(What you will do)
Reproduce every line of the data below, requests included, multiplying each x and y coordinate in the answers by 1.4 and rounding the result to the nearest whole number, with halves rounded up.

(Extracted entries)
⟨

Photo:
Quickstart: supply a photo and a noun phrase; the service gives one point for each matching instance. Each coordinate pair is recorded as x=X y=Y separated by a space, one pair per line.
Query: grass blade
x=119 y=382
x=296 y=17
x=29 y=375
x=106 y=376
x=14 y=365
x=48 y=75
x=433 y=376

⟩

(Problem solution)
Photo:
Quickstart: supply a photo and a noun phrase; the service gives one point for each matching instance. Each coordinate pair is recorded as x=X y=Y separated by a space, one pair per line.
Query: grass blade
x=167 y=535
x=414 y=24
x=41 y=525
x=148 y=526
x=20 y=511
x=67 y=105
x=606 y=526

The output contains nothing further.